## OBJECTIVE
Give back exactly the lines that run from the line containing "mark the ceiling" through the end of the listing below. Leave out every other line.
^^^^^^^^
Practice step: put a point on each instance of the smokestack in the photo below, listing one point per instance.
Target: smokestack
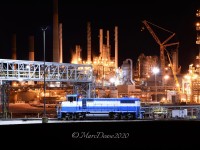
(55, 32)
(60, 42)
(101, 42)
(108, 45)
(116, 47)
(89, 45)
(175, 62)
(31, 48)
(78, 53)
(14, 47)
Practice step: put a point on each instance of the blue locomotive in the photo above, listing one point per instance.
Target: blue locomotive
(76, 107)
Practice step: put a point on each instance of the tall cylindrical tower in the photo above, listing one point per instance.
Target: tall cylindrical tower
(55, 32)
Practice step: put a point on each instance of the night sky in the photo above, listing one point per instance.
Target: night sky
(27, 18)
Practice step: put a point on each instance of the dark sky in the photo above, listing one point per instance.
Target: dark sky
(27, 18)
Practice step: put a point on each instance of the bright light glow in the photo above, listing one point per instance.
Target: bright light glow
(166, 77)
(155, 70)
(112, 80)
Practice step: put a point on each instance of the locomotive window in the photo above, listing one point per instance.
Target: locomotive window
(127, 101)
(71, 99)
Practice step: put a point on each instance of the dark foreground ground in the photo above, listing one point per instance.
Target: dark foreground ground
(95, 135)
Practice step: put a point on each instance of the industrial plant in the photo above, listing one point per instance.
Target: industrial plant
(156, 80)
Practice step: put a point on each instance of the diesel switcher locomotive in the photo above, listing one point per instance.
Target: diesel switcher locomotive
(76, 107)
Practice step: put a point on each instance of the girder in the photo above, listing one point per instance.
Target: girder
(18, 70)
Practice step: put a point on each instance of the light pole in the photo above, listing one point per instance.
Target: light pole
(44, 119)
(155, 72)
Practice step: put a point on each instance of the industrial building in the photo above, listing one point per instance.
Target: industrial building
(107, 79)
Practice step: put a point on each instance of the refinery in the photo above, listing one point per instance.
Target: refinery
(156, 80)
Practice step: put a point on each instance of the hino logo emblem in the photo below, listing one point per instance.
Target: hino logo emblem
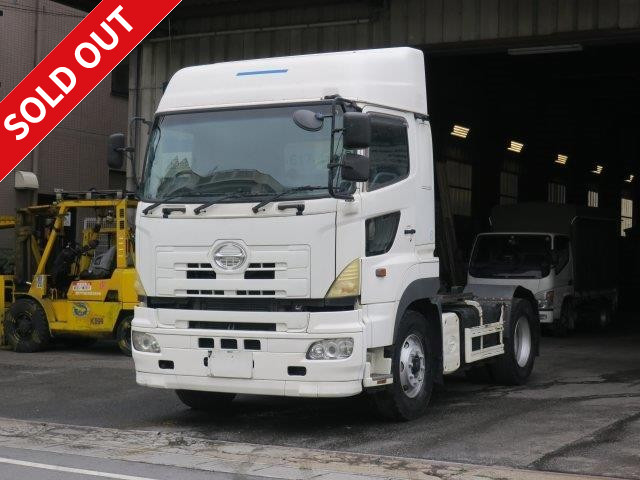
(229, 256)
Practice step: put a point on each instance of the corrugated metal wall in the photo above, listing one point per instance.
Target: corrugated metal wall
(362, 24)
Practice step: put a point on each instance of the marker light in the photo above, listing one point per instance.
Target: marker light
(515, 147)
(562, 159)
(348, 282)
(460, 131)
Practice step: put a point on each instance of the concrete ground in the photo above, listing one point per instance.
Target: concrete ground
(580, 412)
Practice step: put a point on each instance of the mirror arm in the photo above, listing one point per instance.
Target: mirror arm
(333, 164)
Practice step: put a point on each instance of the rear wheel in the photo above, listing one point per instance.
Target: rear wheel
(123, 335)
(205, 401)
(413, 372)
(26, 326)
(515, 366)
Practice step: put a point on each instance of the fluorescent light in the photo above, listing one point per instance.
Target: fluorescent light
(515, 147)
(460, 131)
(572, 47)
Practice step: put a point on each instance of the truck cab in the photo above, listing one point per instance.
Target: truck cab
(539, 261)
(285, 240)
(565, 254)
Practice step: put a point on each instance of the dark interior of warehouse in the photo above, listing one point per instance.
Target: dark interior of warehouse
(558, 127)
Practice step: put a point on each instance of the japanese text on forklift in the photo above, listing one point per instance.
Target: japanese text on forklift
(71, 71)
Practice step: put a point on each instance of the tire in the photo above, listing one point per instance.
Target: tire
(515, 366)
(123, 335)
(413, 371)
(205, 401)
(26, 326)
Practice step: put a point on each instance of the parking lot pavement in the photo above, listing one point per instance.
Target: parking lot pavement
(21, 464)
(579, 413)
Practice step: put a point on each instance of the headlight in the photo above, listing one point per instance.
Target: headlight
(545, 300)
(348, 282)
(331, 349)
(143, 342)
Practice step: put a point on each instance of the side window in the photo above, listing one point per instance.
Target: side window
(380, 233)
(389, 151)
(562, 249)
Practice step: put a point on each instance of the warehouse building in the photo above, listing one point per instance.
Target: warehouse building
(73, 156)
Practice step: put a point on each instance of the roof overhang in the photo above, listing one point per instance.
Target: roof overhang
(200, 8)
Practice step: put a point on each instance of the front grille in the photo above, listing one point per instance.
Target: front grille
(254, 293)
(201, 274)
(248, 304)
(259, 275)
(254, 327)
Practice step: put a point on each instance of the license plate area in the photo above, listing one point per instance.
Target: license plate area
(231, 364)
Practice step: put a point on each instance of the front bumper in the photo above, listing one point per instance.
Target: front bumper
(271, 373)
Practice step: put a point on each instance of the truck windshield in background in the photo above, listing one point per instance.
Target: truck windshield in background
(511, 256)
(250, 152)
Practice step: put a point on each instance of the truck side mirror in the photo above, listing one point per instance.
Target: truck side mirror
(308, 120)
(115, 151)
(355, 168)
(357, 130)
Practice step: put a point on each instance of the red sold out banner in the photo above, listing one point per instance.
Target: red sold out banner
(69, 73)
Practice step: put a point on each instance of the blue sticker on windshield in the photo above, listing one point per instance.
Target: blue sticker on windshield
(261, 72)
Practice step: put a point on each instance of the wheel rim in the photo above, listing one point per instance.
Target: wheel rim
(522, 341)
(412, 366)
(24, 325)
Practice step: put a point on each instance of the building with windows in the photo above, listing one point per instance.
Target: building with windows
(73, 156)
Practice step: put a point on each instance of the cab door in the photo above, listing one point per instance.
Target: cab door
(389, 203)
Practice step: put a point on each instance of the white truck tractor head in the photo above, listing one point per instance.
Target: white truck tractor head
(286, 234)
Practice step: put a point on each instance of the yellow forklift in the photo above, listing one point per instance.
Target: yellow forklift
(75, 275)
(6, 280)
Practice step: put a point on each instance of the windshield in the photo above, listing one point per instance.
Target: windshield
(260, 151)
(511, 256)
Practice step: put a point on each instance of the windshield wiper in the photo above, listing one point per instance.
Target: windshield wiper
(204, 206)
(155, 205)
(275, 197)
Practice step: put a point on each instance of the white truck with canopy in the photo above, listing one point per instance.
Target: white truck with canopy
(566, 255)
(285, 240)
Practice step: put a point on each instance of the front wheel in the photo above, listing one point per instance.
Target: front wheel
(26, 326)
(205, 401)
(516, 364)
(413, 372)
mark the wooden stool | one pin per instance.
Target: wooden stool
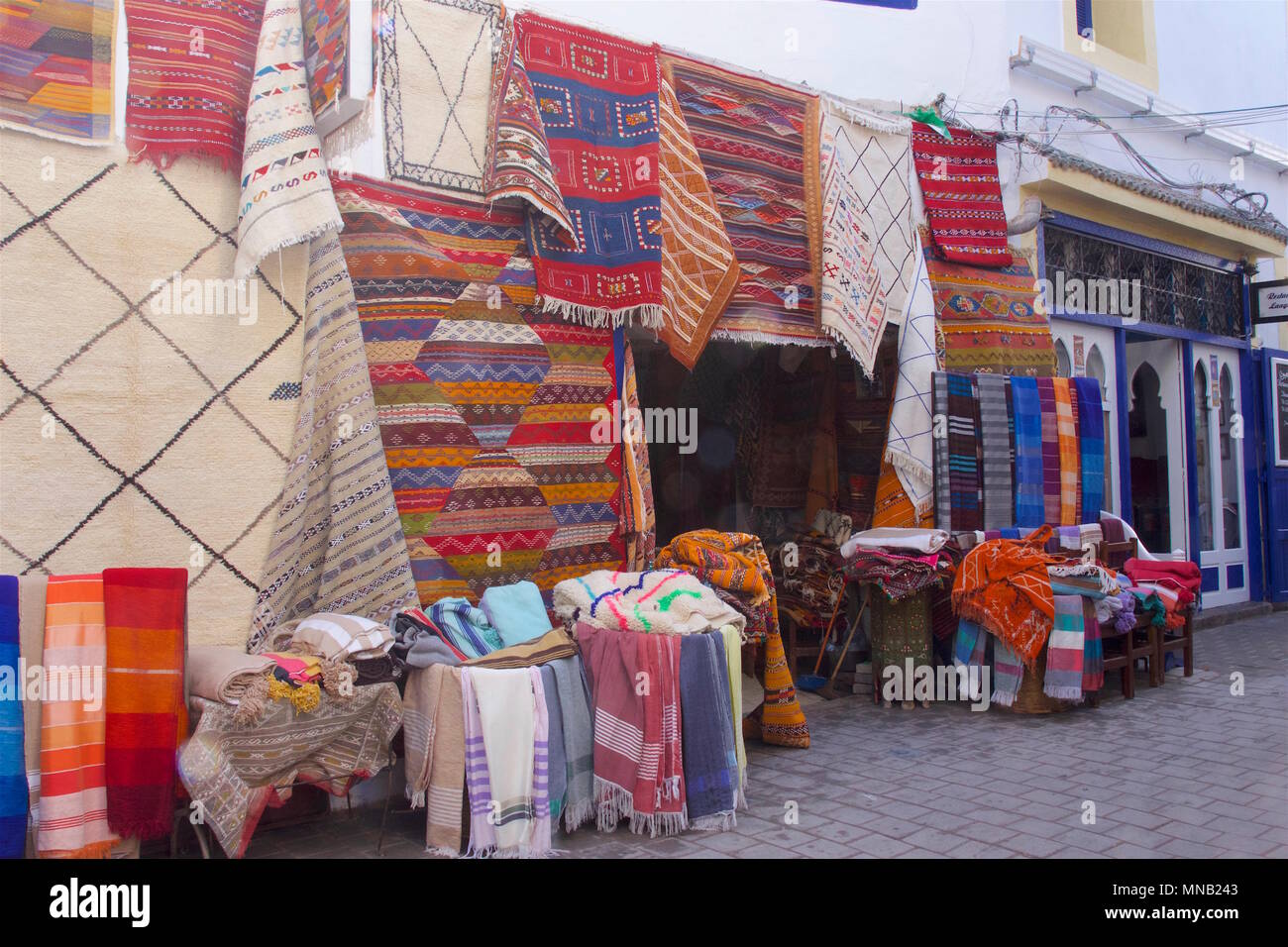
(1141, 642)
(1181, 641)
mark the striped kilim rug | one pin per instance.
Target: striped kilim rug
(484, 405)
(132, 434)
(56, 76)
(759, 147)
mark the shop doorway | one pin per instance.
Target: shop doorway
(1083, 351)
(1219, 421)
(1155, 425)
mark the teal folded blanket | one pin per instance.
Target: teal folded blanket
(515, 611)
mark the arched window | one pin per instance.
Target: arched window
(1202, 462)
(1063, 367)
(1231, 512)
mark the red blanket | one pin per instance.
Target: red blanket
(145, 612)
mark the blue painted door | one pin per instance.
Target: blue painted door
(1274, 382)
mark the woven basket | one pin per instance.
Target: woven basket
(1030, 698)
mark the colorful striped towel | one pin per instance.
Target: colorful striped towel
(964, 449)
(146, 615)
(558, 768)
(31, 631)
(434, 740)
(507, 728)
(1093, 650)
(1050, 453)
(709, 758)
(465, 626)
(1026, 414)
(1064, 651)
(579, 735)
(996, 445)
(515, 612)
(1091, 446)
(539, 831)
(13, 780)
(72, 779)
(1008, 673)
(478, 781)
(733, 668)
(1067, 436)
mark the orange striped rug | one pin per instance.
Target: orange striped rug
(72, 776)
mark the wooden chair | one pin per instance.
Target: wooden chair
(1181, 641)
(1115, 554)
(1124, 648)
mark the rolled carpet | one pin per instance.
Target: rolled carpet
(31, 633)
(145, 611)
(72, 780)
(13, 779)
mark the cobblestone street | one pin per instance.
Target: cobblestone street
(1186, 770)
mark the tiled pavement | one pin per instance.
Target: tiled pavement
(1186, 770)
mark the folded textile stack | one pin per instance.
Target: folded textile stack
(233, 774)
(515, 611)
(735, 564)
(465, 626)
(1004, 585)
(658, 600)
(364, 642)
(806, 578)
(666, 759)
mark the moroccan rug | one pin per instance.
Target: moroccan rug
(145, 612)
(1051, 482)
(434, 737)
(1026, 414)
(737, 564)
(910, 442)
(187, 93)
(1065, 648)
(1067, 440)
(874, 153)
(988, 320)
(759, 149)
(147, 406)
(235, 774)
(326, 51)
(338, 544)
(996, 451)
(436, 75)
(487, 408)
(596, 95)
(56, 80)
(853, 308)
(516, 158)
(962, 195)
(284, 192)
(965, 486)
(1091, 447)
(699, 272)
(13, 776)
(72, 781)
(639, 514)
(711, 776)
(900, 630)
(1004, 585)
(31, 631)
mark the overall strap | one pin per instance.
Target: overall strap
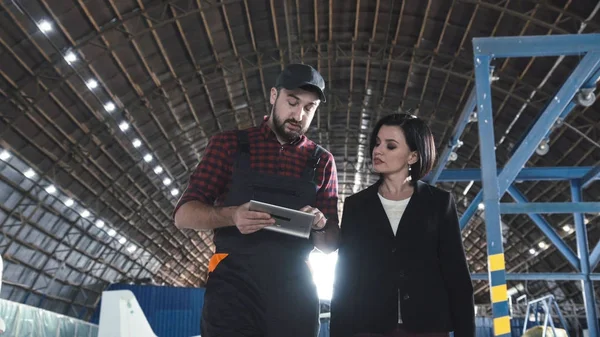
(313, 163)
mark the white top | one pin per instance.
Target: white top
(394, 210)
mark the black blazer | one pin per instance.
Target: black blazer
(425, 262)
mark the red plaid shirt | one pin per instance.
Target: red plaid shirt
(211, 180)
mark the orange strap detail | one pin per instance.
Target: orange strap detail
(215, 260)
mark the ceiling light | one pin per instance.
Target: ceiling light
(29, 173)
(70, 57)
(45, 26)
(543, 148)
(92, 84)
(110, 106)
(51, 189)
(4, 155)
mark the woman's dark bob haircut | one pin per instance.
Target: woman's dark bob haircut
(418, 137)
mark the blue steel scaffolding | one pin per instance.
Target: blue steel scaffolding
(577, 89)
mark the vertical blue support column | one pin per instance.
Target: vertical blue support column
(583, 251)
(491, 198)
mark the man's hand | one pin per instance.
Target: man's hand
(248, 221)
(320, 219)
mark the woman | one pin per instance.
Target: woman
(401, 267)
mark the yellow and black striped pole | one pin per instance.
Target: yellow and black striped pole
(491, 197)
(498, 294)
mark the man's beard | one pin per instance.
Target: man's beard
(279, 128)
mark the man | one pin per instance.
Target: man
(259, 281)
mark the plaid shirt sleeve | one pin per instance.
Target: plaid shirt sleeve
(327, 195)
(213, 173)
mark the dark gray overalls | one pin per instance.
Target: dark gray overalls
(261, 285)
^^^^^^^^
## FINISHED EXERCISE
mark the ceiling light | one pin per instance.
Target: ceiling light
(29, 173)
(70, 57)
(45, 26)
(543, 148)
(92, 84)
(110, 106)
(51, 189)
(4, 155)
mark the woman's dark bob haircut | one pin per instance.
Target: woman's dark bob haircut
(418, 137)
mark the blue steel scaffolding | one pin per instance.
Target: blue steel scaffolding
(577, 89)
mark the vertical blue support column | one pin per instance.
Target: vertical blue support column
(583, 251)
(491, 198)
mark the man's hand | one pin per instance.
Target: man's hand
(248, 221)
(320, 219)
mark the woman | one pin per instance.
Target: woman
(401, 267)
mark the yellow and black striped pole | one pin per instance.
Target: yellow and black striped pole
(491, 197)
(498, 294)
mark the man's beard | one pin per instance.
Target: man's beard
(279, 128)
mark the man | one pin per instance.
Target: man
(259, 281)
mark the plaid shirt sleeve | one pin per instance.
Target: plaid shirt sleeve
(327, 195)
(213, 173)
mark the dark gray overalls | one pin per instance.
Target: dark gray overalls
(261, 285)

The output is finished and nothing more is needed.